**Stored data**
-*-
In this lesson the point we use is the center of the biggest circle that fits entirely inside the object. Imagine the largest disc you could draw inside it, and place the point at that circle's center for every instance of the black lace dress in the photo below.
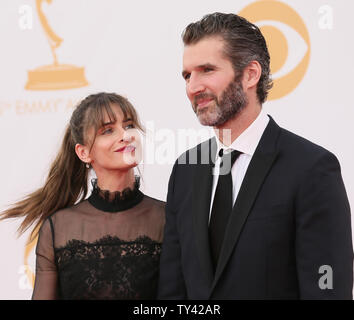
(105, 247)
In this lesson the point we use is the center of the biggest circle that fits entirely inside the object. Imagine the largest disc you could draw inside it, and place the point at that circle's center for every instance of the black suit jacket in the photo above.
(291, 217)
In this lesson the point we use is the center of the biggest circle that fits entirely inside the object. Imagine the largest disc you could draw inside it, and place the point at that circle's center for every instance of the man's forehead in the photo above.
(206, 51)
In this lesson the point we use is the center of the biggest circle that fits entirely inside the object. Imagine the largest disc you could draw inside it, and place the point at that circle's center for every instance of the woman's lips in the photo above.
(125, 149)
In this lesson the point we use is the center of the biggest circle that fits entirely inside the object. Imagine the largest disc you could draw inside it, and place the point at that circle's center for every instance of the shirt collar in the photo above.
-*-
**EXERCISE INSTRUCTIONS**
When an image appears in the data, skip it and output the rest exactly.

**ANSWER SECTION**
In this lesson the point we use is the center of the biggest circle that fits entirely inside the object. Imagine the largest disc you could draw inside it, and place the point at that circle's center for every instance of the black lace dress in the photo below.
(105, 247)
In this lesson the point we use is the center of the biggest circle that fits entirely inside the object. Imagine the largest disc you could draw inside it, and place the point at that circle's center for every instance of the black suit jacket in the photo above.
(291, 217)
In this lesson the point we use is the center of the biggest circle that fits entirely inside the object. Imagine the largest disc you could draw inside it, and place the point at that circle's center for every instance of the man's forehead in the photo above.
(206, 51)
In this lesson the point we use is the center of the biggest circle that fits entirely inside the object. Imagine the largest disc you could draw inside it, and place the point at that circle's center for every instance of the woman's lips in the photo above.
(125, 149)
In this lesson the point we use is the center of the biggest circle that fits entirely inside the object. Imagine the largest disc you could draw inside it, and place the point at that circle's center for every instance of the shirt collar in the photo above.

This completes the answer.